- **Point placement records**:
▶
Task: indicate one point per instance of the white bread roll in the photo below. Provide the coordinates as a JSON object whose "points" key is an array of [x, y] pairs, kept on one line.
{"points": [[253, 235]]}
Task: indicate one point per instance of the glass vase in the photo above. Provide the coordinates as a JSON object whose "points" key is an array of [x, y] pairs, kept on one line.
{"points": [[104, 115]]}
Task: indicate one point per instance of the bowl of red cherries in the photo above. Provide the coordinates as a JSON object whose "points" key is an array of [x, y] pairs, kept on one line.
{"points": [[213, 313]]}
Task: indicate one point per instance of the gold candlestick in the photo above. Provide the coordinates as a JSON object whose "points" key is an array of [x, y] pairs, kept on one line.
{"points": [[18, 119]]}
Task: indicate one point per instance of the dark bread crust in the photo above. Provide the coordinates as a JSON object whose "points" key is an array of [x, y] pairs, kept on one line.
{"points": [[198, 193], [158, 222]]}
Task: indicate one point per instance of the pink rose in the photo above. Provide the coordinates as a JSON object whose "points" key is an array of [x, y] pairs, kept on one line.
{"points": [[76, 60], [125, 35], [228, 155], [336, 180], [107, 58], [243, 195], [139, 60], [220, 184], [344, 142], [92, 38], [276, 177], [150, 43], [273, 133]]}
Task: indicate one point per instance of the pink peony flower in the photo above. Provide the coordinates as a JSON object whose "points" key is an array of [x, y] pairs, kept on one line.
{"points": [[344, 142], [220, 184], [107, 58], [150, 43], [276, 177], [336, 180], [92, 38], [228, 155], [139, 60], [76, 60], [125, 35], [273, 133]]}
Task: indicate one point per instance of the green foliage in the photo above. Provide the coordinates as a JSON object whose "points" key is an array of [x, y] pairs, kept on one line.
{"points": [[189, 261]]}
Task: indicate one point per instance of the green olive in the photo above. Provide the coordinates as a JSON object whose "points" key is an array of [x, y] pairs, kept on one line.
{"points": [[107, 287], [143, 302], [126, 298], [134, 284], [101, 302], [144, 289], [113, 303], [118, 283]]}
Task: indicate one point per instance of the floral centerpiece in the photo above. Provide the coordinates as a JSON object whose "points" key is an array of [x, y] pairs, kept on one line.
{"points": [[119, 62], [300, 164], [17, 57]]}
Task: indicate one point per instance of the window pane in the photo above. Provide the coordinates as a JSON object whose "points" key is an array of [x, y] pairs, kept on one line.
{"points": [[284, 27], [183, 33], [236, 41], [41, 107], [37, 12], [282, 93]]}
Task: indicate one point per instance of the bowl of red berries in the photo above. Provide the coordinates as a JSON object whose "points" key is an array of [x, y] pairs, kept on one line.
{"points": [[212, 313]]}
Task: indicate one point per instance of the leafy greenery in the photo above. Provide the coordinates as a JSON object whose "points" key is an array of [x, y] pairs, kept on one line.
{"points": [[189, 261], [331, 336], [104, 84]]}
◀
All lines from the one with "Task: indicate one point per instance of the pink rose" through the final line above are to be quoted exactly; quote no other line.

- **The response**:
Task: indicate one point per instance of the pink rose in the photo above. Provide the coordinates as a JSON object whose "points" key is an array of [x, y] pairs, kept on one line.
{"points": [[76, 60], [125, 35], [228, 155], [336, 180], [107, 58], [243, 195], [139, 60], [220, 184], [344, 142], [92, 38], [276, 177], [150, 43], [273, 133]]}
Task: indicate one point per instance of the pink peony flower in the photo above. Provide the coordinates as a JSON object whose "points" key is an array of [x, y] pairs, kept on one line.
{"points": [[344, 142], [220, 184], [107, 58], [150, 43], [276, 177], [336, 180], [92, 38], [228, 155], [139, 60], [76, 60], [125, 35], [273, 133]]}
Task: indicate one point per instance of the green foliage in the photo above. Provide the coordinates as a JSON object whose "points" key is an array of [x, y] pairs, kept on one line.
{"points": [[189, 261]]}
Task: indicate one point per instance of the green olive in the photo above. Provide the coordinates as a JSON object whose "points" key is an array of [x, y] pairs, kept on one line.
{"points": [[107, 287], [143, 302], [126, 298], [134, 284], [101, 302], [144, 289], [113, 303], [118, 283]]}
Task: indicate one point per instance of the floral centerpiece in the photo above. Provide the coordinates as a JSON object whose "points" key is an array of [x, y] pairs, kept on one line.
{"points": [[119, 62], [300, 164], [17, 57]]}
Task: indicate one point per instance of the window pane in the photo above. Provide the coordinates as a JSON object whose "points" key is an array of [x, y] pairs, kept on one line.
{"points": [[284, 27], [183, 33], [236, 41], [41, 107], [37, 12], [282, 93]]}
Task: indicate one point per instance of the bowl of red berries in the photo above. Provide the coordinates as a JSON object whose "points" key is an array of [x, y] pairs, kept on one line.
{"points": [[212, 313]]}
Task: indicate one point per instance of the leafy greenery in the photo above. Provide the coordinates as a JSON object whose "points" key is an array of [x, y] pairs, kept on one line.
{"points": [[189, 261], [331, 336], [104, 84]]}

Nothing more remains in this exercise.